** RECORDS FOR PROCESSING follows **

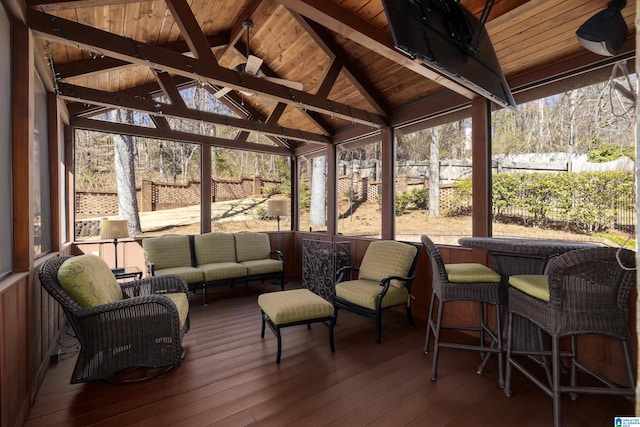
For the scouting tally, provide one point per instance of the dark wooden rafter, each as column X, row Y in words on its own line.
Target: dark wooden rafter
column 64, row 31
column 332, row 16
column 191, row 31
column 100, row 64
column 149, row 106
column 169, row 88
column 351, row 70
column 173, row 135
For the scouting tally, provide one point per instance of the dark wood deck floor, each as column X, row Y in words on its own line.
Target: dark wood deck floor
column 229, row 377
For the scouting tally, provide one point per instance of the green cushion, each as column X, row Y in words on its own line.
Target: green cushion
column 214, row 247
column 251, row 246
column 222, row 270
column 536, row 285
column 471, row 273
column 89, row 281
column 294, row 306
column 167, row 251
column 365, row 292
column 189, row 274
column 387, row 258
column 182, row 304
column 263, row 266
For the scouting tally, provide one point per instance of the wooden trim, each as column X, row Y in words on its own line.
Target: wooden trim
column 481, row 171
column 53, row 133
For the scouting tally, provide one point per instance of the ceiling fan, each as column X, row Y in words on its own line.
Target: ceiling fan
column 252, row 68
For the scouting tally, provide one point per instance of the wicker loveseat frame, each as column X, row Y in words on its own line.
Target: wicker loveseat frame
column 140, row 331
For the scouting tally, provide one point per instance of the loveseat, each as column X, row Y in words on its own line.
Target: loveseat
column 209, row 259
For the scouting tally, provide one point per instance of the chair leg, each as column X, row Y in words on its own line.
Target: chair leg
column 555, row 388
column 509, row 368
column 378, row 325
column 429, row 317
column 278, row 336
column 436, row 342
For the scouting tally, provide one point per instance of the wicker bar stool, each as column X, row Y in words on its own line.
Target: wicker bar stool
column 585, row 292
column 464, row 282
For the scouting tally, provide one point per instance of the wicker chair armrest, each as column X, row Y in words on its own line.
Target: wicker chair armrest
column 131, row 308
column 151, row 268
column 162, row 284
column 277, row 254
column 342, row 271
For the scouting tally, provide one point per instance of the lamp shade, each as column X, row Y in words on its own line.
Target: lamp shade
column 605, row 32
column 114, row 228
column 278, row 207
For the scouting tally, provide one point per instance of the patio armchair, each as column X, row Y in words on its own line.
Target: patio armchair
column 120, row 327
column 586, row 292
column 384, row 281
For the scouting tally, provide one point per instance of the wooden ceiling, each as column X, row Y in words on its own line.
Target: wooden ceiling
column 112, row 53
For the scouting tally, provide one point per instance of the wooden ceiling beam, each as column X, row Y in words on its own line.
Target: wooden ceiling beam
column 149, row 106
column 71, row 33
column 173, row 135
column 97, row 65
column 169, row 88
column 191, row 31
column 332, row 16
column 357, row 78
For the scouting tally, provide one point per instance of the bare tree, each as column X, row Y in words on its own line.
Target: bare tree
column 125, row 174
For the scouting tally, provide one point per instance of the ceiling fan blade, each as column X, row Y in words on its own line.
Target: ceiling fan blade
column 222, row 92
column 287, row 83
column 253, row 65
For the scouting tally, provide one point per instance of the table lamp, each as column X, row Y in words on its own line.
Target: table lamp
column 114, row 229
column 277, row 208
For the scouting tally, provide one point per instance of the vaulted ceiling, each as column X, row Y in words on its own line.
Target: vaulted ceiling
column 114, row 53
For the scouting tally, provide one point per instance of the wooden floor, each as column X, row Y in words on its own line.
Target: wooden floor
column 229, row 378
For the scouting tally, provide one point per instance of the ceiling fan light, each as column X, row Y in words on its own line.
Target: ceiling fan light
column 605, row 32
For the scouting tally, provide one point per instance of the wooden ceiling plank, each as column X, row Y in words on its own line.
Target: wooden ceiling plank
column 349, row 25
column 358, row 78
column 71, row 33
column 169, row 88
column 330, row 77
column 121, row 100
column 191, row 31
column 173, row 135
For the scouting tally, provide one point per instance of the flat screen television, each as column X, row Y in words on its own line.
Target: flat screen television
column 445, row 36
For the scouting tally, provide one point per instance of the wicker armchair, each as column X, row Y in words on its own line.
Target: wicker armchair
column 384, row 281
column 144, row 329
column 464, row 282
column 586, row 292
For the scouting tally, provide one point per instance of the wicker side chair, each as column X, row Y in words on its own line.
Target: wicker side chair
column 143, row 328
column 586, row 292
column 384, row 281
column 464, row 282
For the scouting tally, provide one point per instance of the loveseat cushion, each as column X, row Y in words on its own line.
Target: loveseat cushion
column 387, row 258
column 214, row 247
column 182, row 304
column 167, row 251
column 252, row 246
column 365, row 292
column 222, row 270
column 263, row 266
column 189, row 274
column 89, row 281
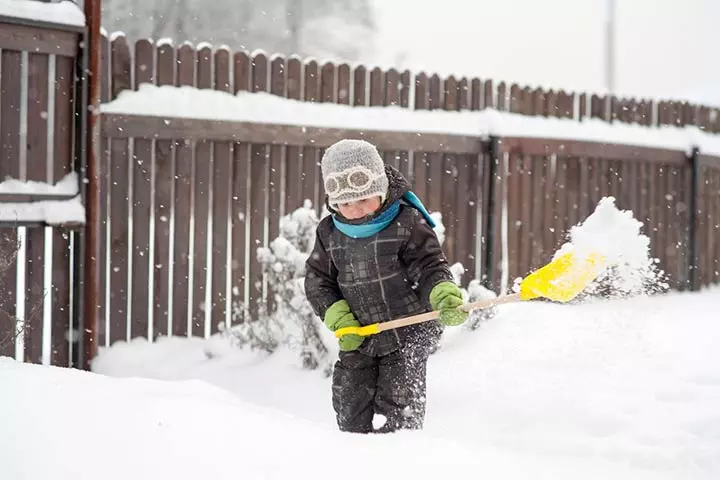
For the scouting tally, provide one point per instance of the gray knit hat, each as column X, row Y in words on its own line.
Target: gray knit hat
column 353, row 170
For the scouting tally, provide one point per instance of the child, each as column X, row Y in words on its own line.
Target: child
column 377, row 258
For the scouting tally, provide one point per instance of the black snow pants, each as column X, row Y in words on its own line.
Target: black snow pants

** End of RECORDS FOR PROCESSING **

- EXERCISE DESCRIPTION -
Leave the pictures out and return each entry exactly.

- EXPECTED OUTPUT -
For the scouting tally, provide one point per instance of the dark wooden rafter, each as column X, row Y in words on its own line.
Target: dark wooden rafter
column 64, row 31
column 332, row 16
column 191, row 31
column 100, row 64
column 149, row 106
column 169, row 88
column 351, row 70
column 173, row 135
For the scouting tally, provide one point per instance of the dark wood deck floor, each as column X, row Y in words on its own line.
Target: dark wood deck floor
column 229, row 377
For the scouting tally, provide one point per instance of the green cushion, each as column X, row Y in words on its own line.
Target: green cushion
column 214, row 247
column 251, row 246
column 222, row 270
column 536, row 285
column 471, row 273
column 89, row 281
column 294, row 306
column 167, row 251
column 365, row 292
column 189, row 274
column 387, row 258
column 182, row 304
column 263, row 266
For the scouting tally, provide one point per instance of the wooden trim, each as column X, row Y in words on its own line.
Target: wooden trim
column 481, row 171
column 53, row 133
For the scouting tally, provide one point per instance of the ceiling fan, each as column X, row Y in words on its own line.
Target: ceiling fan
column 252, row 68
For the scouting tally, provide one point per instance of the wicker loveseat frame, each as column X, row Y in words on its own line.
Target: wicker loveseat frame
column 140, row 331
For the scouting tally, provide one point per instance of the loveseat, each as column X, row Y in words on its own line.
Target: loveseat
column 209, row 259
For the scouting tally, provide one point per instance of the chair leg, each as column X, row Y in words on its own line.
Target: chair leg
column 555, row 388
column 509, row 368
column 378, row 325
column 429, row 317
column 278, row 336
column 436, row 342
For the scouting tally, provide one point per instance of the wicker bar stool, each as column X, row Y in words on its own line.
Target: wicker bar stool
column 585, row 292
column 464, row 282
For the scouting tally, provide one point per instance of the wicker chair armrest, each as column X, row Y in words on its own line.
Target: wicker chair armrest
column 131, row 308
column 151, row 268
column 162, row 284
column 277, row 254
column 342, row 271
For the scouting tally, provide one point per instance of the lamp shade, each as column X, row Y in words on its own line.
Target: lamp shade
column 605, row 32
column 114, row 228
column 278, row 207
For the scouting tally, provide one point per instance of the patio armchair, each as column X, row Y in words on its own line.
Target: patio armchair
column 120, row 327
column 586, row 292
column 384, row 281
For the scouting tally, provide one point per instance of the wooden ceiling, each as column X, row Y in words on its own line.
Target: wooden ceiling
column 112, row 53
For the scouting tally, provide one point per instance of the wooden ceiling beam, each as column X, row Y in words on its own line.
Target: wooden ceiling beam
column 149, row 106
column 71, row 33
column 173, row 135
column 97, row 65
column 169, row 88
column 191, row 31
column 332, row 16
column 357, row 78
For the scouting tally, provide one point per instance of the bare tree, each as column X, row Y in words on its own line.
Target: bare tree
column 125, row 174
For the scouting tally, provide one point per instance of the ceiling fan blade, each as column X, row Y in words on its own line.
Target: ceiling fan blade
column 222, row 92
column 287, row 83
column 253, row 65
For the scouting tally, provide one point per instance of the table lamp, each as column X, row Y in words on its own line.
Target: table lamp
column 114, row 229
column 277, row 208
For the scouting tally, provide one point per instance of the vaulted ceiling, each as column X, row Y in words on its own line.
Target: vaulted ceiling
column 114, row 53
For the scouting tally, provide one point per instance of the wooden floor, each as column X, row Y in words on its own line.
Target: wooden floor
column 229, row 378
For the scouting tally, provide one point per instance of the ceiling fan light, each as column X, row Y in words on its own line.
Target: ceiling fan light
column 605, row 32
For the scouting tally, provide one point per instance of the wooden ceiling plank, each as column X, row Y in words on its own line.
Target: wooden ceiling plank
column 349, row 25
column 358, row 78
column 71, row 33
column 169, row 88
column 330, row 77
column 121, row 100
column 191, row 31
column 173, row 135
For the scouting tally, provide one point per instance of the flat screen television, each as column X, row Y in words on its own line.
Target: flat screen television
column 445, row 36
For the scouting tally, provide one point per instance of the wicker armchair, each as column X, row Y in words on its own line.
Target: wicker armchair
column 384, row 281
column 144, row 329
column 464, row 282
column 586, row 292
For the scouting tally, provide one point per instance of the wicker side chair, each as column X, row Y in words on its own line.
Target: wicker side chair
column 143, row 328
column 586, row 292
column 384, row 281
column 464, row 282
For the scouting tally, provide one point per instance of the loveseat cushion, each as column X, row Y in words on its own line.
Target: loveseat cushion
column 387, row 258
column 214, row 247
column 182, row 304
column 167, row 251
column 252, row 246
column 365, row 292
column 222, row 270
column 263, row 266
column 189, row 274
column 89, row 281
For the scouting tally, provide one point per instance of the gray knit hat, each as column X, row Y in words on its own line.
Target: gray knit hat
column 353, row 170
For the scouting tally, provide one point per instance of the child, each as column X, row Y in words on its own line.
Target: child
column 377, row 258
For the scouting tally, provide one point per instance of the black snow pants, each as column X, row Y in words on its own line.
Target: black snow pants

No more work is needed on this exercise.